» **Aim of the task**
Starting at the line that contains "ceiling visible in" and continuing through the last line of the items, give those lines as a numbered list, leaving out any blank lines.

begin Data entries

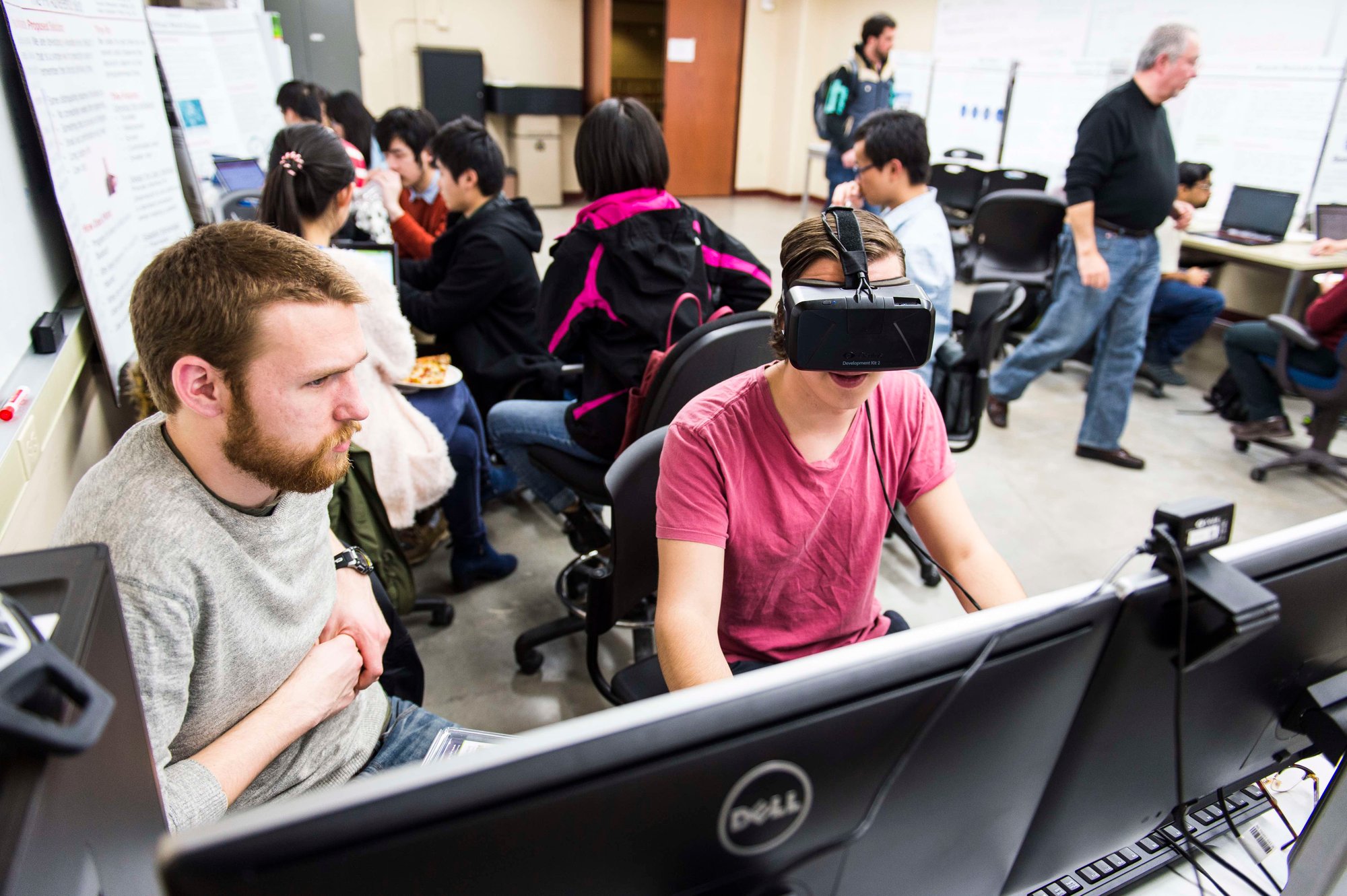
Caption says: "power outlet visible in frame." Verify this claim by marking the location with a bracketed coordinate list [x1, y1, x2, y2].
[18, 417, 42, 479]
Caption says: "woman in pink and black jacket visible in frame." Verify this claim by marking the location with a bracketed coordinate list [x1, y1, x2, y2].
[488, 98, 772, 549]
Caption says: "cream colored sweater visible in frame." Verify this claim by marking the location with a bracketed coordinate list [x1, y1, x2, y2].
[330, 249, 454, 528]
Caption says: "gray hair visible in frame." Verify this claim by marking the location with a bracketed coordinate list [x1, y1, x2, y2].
[1137, 23, 1197, 71]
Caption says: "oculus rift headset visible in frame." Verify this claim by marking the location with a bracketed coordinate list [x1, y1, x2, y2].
[783, 206, 935, 374]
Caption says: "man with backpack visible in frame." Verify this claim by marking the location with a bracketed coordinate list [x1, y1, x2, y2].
[814, 12, 897, 197]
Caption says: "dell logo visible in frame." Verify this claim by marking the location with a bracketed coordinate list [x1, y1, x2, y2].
[717, 760, 814, 856]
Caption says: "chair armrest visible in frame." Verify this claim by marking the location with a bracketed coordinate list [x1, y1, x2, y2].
[1268, 315, 1319, 351]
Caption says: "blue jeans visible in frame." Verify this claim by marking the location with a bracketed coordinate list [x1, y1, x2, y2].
[486, 399, 607, 512]
[356, 697, 454, 778]
[991, 228, 1160, 450]
[1146, 280, 1226, 365]
[407, 384, 490, 543]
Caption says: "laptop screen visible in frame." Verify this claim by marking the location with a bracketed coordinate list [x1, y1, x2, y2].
[216, 159, 267, 193]
[1220, 186, 1300, 237]
[1315, 206, 1347, 240]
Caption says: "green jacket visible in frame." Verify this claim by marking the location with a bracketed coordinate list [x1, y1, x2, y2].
[327, 446, 416, 615]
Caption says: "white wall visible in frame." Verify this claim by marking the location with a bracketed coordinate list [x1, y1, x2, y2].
[356, 0, 585, 193]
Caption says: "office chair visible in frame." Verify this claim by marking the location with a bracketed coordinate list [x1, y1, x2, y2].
[931, 283, 1028, 453]
[216, 190, 261, 222]
[515, 311, 775, 674]
[959, 190, 1067, 349]
[982, 168, 1048, 197]
[927, 162, 986, 228]
[1235, 315, 1347, 481]
[585, 427, 679, 703]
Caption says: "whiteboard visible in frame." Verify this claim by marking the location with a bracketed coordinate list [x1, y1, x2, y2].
[938, 0, 1094, 59]
[927, 58, 1010, 164]
[1171, 58, 1342, 232]
[3, 0, 191, 390]
[889, 53, 935, 118]
[1001, 59, 1118, 193]
[1311, 76, 1347, 211]
[0, 39, 74, 387]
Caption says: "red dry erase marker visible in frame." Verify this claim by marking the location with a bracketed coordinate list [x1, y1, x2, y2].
[0, 386, 30, 420]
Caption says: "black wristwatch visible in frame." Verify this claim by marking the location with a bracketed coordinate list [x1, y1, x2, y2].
[333, 545, 374, 576]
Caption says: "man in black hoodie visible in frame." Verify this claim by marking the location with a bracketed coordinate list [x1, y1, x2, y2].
[399, 116, 547, 415]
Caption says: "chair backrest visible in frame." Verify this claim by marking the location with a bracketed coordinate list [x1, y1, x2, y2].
[944, 148, 983, 162]
[982, 168, 1048, 197]
[636, 311, 776, 436]
[216, 190, 261, 222]
[970, 190, 1067, 285]
[928, 162, 987, 213]
[586, 427, 668, 636]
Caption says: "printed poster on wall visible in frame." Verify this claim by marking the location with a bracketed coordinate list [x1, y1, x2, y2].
[0, 0, 191, 400]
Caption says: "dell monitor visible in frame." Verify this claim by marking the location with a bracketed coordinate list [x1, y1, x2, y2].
[160, 585, 1118, 896]
[1002, 512, 1347, 896]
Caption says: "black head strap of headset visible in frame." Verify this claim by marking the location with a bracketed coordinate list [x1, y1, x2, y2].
[823, 206, 874, 302]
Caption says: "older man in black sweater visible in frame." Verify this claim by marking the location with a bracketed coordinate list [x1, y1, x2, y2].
[987, 24, 1197, 469]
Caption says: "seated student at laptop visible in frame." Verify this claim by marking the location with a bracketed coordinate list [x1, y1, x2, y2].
[1226, 274, 1347, 440]
[486, 97, 772, 551]
[1141, 162, 1226, 386]
[257, 125, 517, 590]
[832, 109, 954, 382]
[55, 221, 461, 830]
[399, 116, 544, 413]
[369, 106, 449, 261]
[655, 211, 1025, 690]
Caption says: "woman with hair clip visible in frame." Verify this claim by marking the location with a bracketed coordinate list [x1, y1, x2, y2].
[488, 98, 772, 550]
[257, 125, 517, 589]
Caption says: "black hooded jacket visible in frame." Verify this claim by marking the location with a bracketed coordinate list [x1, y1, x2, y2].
[397, 195, 546, 415]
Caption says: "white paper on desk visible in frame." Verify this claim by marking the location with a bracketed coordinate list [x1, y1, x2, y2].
[667, 38, 696, 62]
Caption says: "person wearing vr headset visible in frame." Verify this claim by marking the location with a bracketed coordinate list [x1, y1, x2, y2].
[655, 207, 1025, 690]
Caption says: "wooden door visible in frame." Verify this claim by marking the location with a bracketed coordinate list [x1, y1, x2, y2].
[664, 0, 745, 197]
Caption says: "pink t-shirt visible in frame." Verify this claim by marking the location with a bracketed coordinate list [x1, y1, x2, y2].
[655, 368, 954, 662]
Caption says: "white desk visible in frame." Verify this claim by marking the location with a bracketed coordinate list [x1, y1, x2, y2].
[1183, 234, 1347, 313]
[1127, 753, 1332, 896]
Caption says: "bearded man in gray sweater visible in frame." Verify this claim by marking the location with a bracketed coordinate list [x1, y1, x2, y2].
[57, 222, 449, 830]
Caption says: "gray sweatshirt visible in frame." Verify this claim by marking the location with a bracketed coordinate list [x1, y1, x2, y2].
[54, 415, 388, 830]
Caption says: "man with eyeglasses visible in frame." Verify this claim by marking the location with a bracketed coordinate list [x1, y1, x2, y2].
[1141, 162, 1226, 386]
[987, 24, 1197, 469]
[832, 110, 954, 385]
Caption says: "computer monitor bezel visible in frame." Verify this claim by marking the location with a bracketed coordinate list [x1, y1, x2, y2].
[1315, 203, 1347, 240]
[162, 582, 1118, 896]
[1004, 512, 1347, 895]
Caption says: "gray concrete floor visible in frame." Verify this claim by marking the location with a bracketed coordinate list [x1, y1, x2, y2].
[407, 198, 1347, 733]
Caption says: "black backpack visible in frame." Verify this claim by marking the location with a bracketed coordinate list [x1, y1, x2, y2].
[1203, 368, 1249, 423]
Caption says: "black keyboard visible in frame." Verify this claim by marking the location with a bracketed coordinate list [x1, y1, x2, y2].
[1025, 784, 1270, 896]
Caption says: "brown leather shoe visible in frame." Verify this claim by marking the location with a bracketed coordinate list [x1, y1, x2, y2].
[1076, 446, 1146, 469]
[987, 396, 1010, 429]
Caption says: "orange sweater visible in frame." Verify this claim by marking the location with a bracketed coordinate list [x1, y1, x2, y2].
[393, 190, 449, 260]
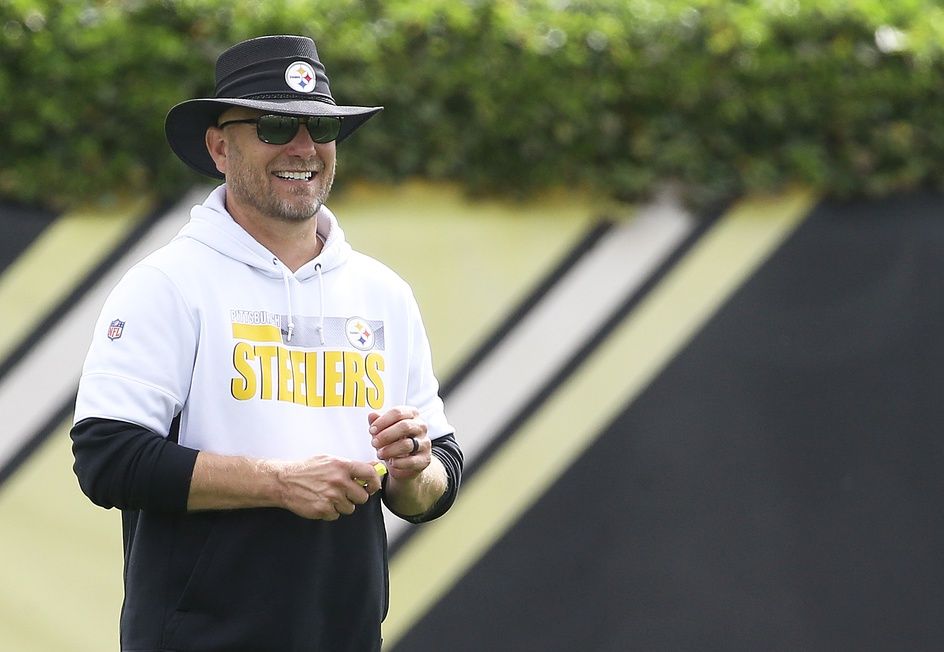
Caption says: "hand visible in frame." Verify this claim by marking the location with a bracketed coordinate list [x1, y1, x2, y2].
[367, 405, 432, 480]
[277, 455, 380, 521]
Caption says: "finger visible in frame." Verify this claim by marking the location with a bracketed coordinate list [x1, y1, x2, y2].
[334, 496, 356, 516]
[368, 405, 420, 435]
[371, 418, 427, 459]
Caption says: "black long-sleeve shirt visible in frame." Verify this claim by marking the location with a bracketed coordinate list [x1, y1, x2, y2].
[71, 419, 463, 652]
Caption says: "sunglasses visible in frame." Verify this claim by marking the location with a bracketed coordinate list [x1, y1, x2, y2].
[216, 114, 341, 145]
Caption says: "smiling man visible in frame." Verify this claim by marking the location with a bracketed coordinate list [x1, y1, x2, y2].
[72, 36, 462, 652]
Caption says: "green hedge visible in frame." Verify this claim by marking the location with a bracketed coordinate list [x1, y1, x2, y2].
[0, 0, 944, 207]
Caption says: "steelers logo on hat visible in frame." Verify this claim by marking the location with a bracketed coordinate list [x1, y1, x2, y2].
[285, 61, 315, 93]
[344, 317, 374, 351]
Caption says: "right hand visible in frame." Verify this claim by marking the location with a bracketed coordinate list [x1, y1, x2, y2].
[276, 455, 380, 521]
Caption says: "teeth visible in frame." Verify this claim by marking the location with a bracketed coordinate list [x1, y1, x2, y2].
[275, 171, 311, 181]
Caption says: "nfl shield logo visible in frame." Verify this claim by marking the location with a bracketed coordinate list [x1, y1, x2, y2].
[108, 319, 125, 341]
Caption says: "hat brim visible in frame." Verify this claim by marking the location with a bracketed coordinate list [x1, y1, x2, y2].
[164, 98, 383, 179]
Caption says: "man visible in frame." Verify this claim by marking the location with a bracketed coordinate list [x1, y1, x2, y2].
[72, 36, 462, 652]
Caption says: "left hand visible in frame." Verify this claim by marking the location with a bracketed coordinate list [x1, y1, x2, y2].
[367, 405, 432, 480]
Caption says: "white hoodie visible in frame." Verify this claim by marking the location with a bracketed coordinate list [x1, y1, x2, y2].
[75, 185, 454, 461]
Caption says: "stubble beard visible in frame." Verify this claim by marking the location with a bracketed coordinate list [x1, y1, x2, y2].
[226, 143, 335, 222]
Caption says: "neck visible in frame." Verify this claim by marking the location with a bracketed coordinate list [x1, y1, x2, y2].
[226, 201, 322, 272]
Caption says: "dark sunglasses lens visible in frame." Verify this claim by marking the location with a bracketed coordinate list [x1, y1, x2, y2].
[308, 117, 341, 143]
[256, 115, 298, 145]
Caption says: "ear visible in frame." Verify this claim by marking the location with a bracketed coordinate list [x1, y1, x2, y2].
[205, 126, 227, 175]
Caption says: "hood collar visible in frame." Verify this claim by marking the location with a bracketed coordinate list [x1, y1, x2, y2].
[175, 183, 351, 281]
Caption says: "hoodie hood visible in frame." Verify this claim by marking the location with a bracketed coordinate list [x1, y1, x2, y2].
[175, 183, 351, 281]
[174, 183, 351, 344]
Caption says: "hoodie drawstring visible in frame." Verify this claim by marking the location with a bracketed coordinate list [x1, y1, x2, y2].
[272, 258, 295, 342]
[315, 263, 324, 346]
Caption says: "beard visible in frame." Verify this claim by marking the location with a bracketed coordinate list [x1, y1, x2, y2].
[226, 143, 335, 222]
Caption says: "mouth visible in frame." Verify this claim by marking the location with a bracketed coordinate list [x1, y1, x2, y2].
[272, 170, 316, 181]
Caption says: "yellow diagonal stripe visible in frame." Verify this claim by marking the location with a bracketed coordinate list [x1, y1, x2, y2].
[233, 324, 282, 342]
[0, 199, 150, 360]
[384, 192, 813, 645]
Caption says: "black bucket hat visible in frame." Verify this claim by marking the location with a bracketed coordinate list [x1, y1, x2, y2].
[164, 36, 383, 179]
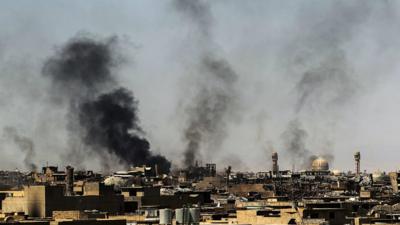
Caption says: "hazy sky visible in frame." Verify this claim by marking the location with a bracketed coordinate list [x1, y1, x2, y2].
[0, 0, 400, 171]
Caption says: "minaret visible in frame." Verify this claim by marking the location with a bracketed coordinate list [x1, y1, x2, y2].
[354, 152, 361, 175]
[272, 152, 279, 175]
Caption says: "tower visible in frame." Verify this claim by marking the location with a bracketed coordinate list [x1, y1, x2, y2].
[354, 152, 361, 175]
[65, 166, 74, 196]
[272, 152, 279, 175]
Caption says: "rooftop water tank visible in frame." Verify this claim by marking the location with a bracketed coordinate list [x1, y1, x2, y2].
[160, 209, 172, 225]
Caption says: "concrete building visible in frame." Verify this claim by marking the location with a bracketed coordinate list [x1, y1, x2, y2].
[2, 185, 123, 217]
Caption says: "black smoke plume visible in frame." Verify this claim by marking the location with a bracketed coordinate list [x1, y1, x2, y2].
[3, 127, 37, 171]
[173, 0, 238, 167]
[79, 88, 171, 172]
[281, 119, 312, 168]
[43, 35, 171, 172]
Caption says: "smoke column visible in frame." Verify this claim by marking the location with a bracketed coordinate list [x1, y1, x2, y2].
[3, 127, 37, 171]
[282, 3, 370, 169]
[174, 0, 238, 167]
[43, 35, 170, 172]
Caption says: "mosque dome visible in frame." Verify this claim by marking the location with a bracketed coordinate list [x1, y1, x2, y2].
[311, 157, 329, 171]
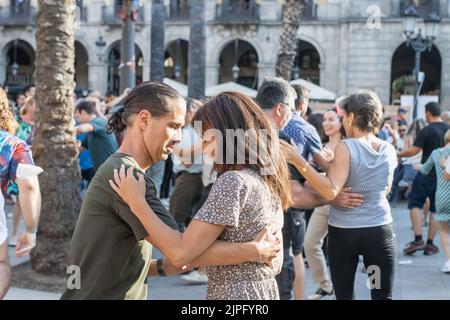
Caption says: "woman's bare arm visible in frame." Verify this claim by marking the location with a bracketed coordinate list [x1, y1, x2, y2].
[283, 142, 350, 202]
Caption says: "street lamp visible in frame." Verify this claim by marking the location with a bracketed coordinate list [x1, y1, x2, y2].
[231, 39, 240, 82]
[174, 38, 181, 80]
[119, 0, 142, 92]
[95, 36, 106, 61]
[11, 39, 19, 77]
[403, 5, 440, 120]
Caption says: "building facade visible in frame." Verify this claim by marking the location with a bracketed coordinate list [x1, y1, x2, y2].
[0, 0, 450, 109]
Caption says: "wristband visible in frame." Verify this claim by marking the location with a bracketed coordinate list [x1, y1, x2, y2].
[156, 259, 167, 277]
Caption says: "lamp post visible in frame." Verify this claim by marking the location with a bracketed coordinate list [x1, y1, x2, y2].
[119, 0, 139, 92]
[403, 5, 440, 120]
[174, 38, 181, 81]
[95, 36, 106, 62]
[11, 39, 19, 78]
[231, 39, 240, 82]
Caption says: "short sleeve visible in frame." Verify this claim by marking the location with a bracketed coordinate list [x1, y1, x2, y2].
[288, 164, 305, 184]
[114, 196, 148, 241]
[420, 150, 439, 174]
[387, 144, 398, 175]
[0, 192, 8, 246]
[90, 118, 106, 133]
[81, 135, 88, 149]
[414, 128, 427, 149]
[309, 127, 322, 155]
[194, 171, 248, 228]
[8, 139, 34, 181]
[114, 166, 178, 241]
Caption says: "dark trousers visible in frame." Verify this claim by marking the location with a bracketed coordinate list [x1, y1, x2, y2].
[275, 249, 295, 300]
[328, 225, 395, 300]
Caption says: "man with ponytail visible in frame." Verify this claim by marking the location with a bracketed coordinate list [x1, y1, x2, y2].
[62, 82, 278, 300]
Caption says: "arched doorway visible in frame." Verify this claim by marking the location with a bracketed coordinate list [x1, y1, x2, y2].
[107, 40, 144, 94]
[219, 39, 258, 89]
[75, 41, 89, 90]
[164, 39, 189, 83]
[5, 39, 35, 94]
[391, 43, 442, 103]
[292, 40, 320, 85]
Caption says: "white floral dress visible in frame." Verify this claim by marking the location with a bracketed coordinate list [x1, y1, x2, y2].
[194, 169, 283, 300]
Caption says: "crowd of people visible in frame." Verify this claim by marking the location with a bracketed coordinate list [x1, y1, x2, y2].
[0, 77, 450, 300]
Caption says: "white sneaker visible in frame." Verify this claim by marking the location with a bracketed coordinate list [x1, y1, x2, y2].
[442, 260, 450, 273]
[181, 271, 208, 284]
[308, 287, 334, 300]
[8, 237, 17, 247]
[398, 180, 409, 188]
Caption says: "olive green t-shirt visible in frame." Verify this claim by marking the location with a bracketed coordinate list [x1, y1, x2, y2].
[61, 153, 178, 300]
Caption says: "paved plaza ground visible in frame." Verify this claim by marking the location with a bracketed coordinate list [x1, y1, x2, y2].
[6, 203, 450, 300]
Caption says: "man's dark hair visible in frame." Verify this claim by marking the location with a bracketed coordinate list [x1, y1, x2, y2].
[75, 100, 95, 115]
[292, 84, 310, 110]
[23, 84, 36, 94]
[14, 91, 25, 101]
[256, 77, 295, 109]
[105, 90, 116, 97]
[425, 102, 442, 117]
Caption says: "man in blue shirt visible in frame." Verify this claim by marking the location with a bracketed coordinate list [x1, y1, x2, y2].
[283, 84, 333, 169]
[75, 100, 119, 171]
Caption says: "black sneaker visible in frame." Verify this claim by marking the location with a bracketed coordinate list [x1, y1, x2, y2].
[423, 244, 439, 256]
[403, 240, 425, 255]
[308, 287, 334, 300]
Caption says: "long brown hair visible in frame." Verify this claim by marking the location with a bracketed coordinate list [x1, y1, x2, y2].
[0, 88, 18, 134]
[194, 92, 291, 208]
[107, 81, 183, 133]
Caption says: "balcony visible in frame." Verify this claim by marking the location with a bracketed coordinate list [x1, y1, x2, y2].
[167, 5, 191, 21]
[102, 6, 144, 26]
[75, 7, 87, 22]
[0, 7, 37, 27]
[400, 0, 440, 18]
[216, 0, 259, 23]
[302, 0, 317, 20]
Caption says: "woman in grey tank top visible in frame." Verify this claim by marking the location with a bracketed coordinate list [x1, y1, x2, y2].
[285, 90, 397, 300]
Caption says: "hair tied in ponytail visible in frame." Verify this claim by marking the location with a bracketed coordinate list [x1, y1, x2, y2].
[106, 105, 127, 133]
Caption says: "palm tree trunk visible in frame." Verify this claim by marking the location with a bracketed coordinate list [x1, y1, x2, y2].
[31, 0, 81, 275]
[150, 0, 165, 81]
[188, 0, 206, 99]
[275, 0, 305, 81]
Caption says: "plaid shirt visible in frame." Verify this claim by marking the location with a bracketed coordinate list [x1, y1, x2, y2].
[0, 130, 34, 195]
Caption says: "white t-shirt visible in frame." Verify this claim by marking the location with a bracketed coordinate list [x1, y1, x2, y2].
[0, 192, 8, 245]
[172, 125, 203, 173]
[445, 157, 450, 174]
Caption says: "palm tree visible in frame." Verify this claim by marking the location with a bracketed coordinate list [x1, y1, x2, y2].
[150, 0, 165, 81]
[31, 0, 81, 275]
[275, 0, 306, 81]
[188, 0, 206, 99]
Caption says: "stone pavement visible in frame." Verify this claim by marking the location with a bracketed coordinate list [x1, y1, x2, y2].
[6, 203, 450, 300]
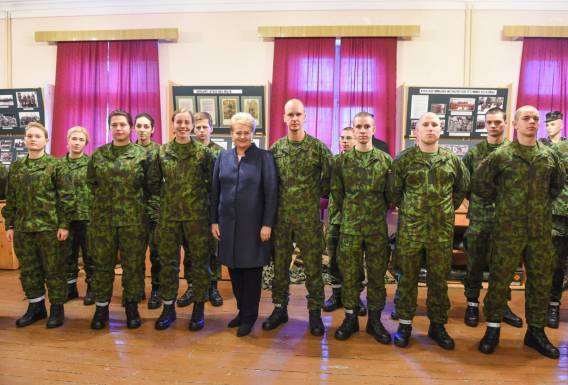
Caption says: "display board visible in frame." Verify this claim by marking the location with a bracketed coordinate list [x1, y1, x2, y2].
[0, 88, 45, 165]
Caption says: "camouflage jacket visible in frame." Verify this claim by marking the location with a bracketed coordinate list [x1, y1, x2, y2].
[149, 139, 214, 223]
[387, 147, 469, 242]
[271, 134, 332, 224]
[2, 154, 75, 232]
[462, 139, 510, 226]
[59, 154, 92, 221]
[472, 141, 565, 237]
[331, 148, 392, 237]
[87, 143, 159, 227]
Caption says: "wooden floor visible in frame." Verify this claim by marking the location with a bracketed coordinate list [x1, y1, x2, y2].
[0, 271, 568, 385]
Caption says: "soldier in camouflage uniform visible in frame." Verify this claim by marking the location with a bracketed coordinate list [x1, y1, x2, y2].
[472, 106, 565, 358]
[331, 112, 392, 344]
[463, 107, 523, 328]
[60, 126, 95, 305]
[134, 113, 162, 309]
[150, 109, 214, 331]
[262, 99, 332, 336]
[87, 110, 159, 329]
[388, 112, 469, 350]
[177, 112, 223, 307]
[2, 122, 74, 328]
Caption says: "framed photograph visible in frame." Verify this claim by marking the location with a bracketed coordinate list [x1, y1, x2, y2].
[241, 96, 263, 128]
[219, 96, 239, 127]
[175, 96, 195, 114]
[197, 96, 219, 127]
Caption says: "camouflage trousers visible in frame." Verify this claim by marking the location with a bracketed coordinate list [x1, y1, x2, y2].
[463, 223, 511, 301]
[89, 225, 148, 302]
[14, 231, 67, 305]
[484, 233, 555, 327]
[64, 221, 94, 284]
[338, 234, 390, 311]
[395, 238, 452, 324]
[550, 215, 568, 302]
[272, 219, 324, 310]
[157, 221, 211, 302]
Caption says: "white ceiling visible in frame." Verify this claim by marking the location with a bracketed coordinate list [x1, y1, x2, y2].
[0, 0, 568, 18]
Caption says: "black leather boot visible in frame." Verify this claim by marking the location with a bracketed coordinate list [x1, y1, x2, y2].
[189, 302, 205, 332]
[367, 310, 391, 345]
[16, 299, 47, 328]
[209, 281, 223, 307]
[262, 306, 288, 330]
[91, 305, 109, 330]
[309, 310, 325, 337]
[525, 325, 560, 359]
[154, 303, 176, 330]
[45, 304, 65, 329]
[428, 322, 456, 350]
[335, 310, 359, 341]
[322, 287, 343, 312]
[478, 326, 501, 354]
[394, 323, 412, 348]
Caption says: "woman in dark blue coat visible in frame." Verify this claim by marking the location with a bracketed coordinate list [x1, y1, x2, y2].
[211, 112, 278, 337]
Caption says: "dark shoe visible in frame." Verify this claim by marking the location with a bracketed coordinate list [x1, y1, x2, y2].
[547, 305, 560, 329]
[154, 303, 176, 330]
[148, 288, 162, 310]
[176, 286, 193, 307]
[428, 322, 456, 350]
[394, 323, 412, 348]
[91, 305, 109, 330]
[125, 301, 142, 329]
[65, 282, 79, 301]
[478, 326, 501, 354]
[335, 313, 359, 341]
[525, 325, 560, 359]
[209, 281, 223, 307]
[503, 306, 523, 328]
[262, 306, 288, 330]
[367, 310, 391, 345]
[16, 300, 47, 328]
[322, 287, 343, 312]
[189, 302, 205, 332]
[45, 304, 65, 329]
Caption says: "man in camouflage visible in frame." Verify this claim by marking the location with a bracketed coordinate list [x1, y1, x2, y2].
[388, 112, 469, 350]
[262, 99, 332, 336]
[472, 106, 565, 358]
[331, 112, 392, 344]
[177, 112, 223, 307]
[463, 107, 523, 328]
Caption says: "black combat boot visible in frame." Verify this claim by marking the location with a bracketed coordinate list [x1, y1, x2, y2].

end Data entries

» **Task result**
1. Caption says: "white ceiling visible in frame." Verify this claim by marking the location with a bracketed coordinate list [x1, y1, x2, y2].
2. [0, 0, 568, 18]
3. Caption says: "black leather boot visible in frame." Verify this claim by marking the location with a bracketed coordinate list [x1, y1, x2, y2].
4. [189, 302, 205, 332]
5. [367, 310, 391, 345]
6. [16, 299, 47, 328]
7. [209, 281, 223, 307]
8. [262, 306, 288, 330]
9. [91, 305, 109, 330]
10. [309, 310, 325, 337]
11. [525, 325, 560, 359]
12. [154, 303, 176, 330]
13. [45, 304, 65, 329]
14. [428, 322, 456, 350]
15. [335, 310, 359, 341]
16. [322, 287, 343, 312]
17. [478, 326, 501, 354]
18. [394, 323, 412, 348]
19. Caption says: "woman in dark blue coat visible in frame." Verify this claim by marking the location with a bracketed coordinate list [x1, y1, x2, y2].
20. [211, 112, 278, 337]
21. Caption says: "dark shoe visible in frame." Verify this claim by marking the location with a bracketed coordinate list [x1, y1, x2, y2].
22. [547, 305, 560, 329]
23. [154, 303, 176, 330]
24. [148, 288, 162, 310]
25. [176, 286, 193, 307]
26. [428, 322, 456, 350]
27. [394, 323, 412, 348]
28. [91, 305, 109, 330]
29. [125, 301, 142, 329]
30. [65, 282, 79, 301]
31. [478, 326, 501, 354]
32. [335, 313, 359, 341]
33. [525, 325, 560, 359]
34. [209, 281, 223, 307]
35. [503, 306, 523, 328]
36. [262, 306, 288, 330]
37. [367, 310, 391, 345]
38. [16, 300, 47, 328]
39. [322, 287, 343, 312]
40. [189, 302, 205, 332]
41. [45, 304, 65, 329]
42. Caption says: "man in camouflage visible in frame." Verify this claim by marking the location with a bracketed coordinate list [x1, y1, x2, y2].
43. [388, 112, 469, 350]
44. [262, 99, 332, 336]
45. [472, 106, 565, 358]
46. [331, 112, 392, 344]
47. [177, 112, 223, 307]
48. [463, 107, 523, 328]
49. Caption says: "black combat boot visible in frame." Verify this claim by marking the location with a bracketed coordinate list [x1, y1, x2, y2].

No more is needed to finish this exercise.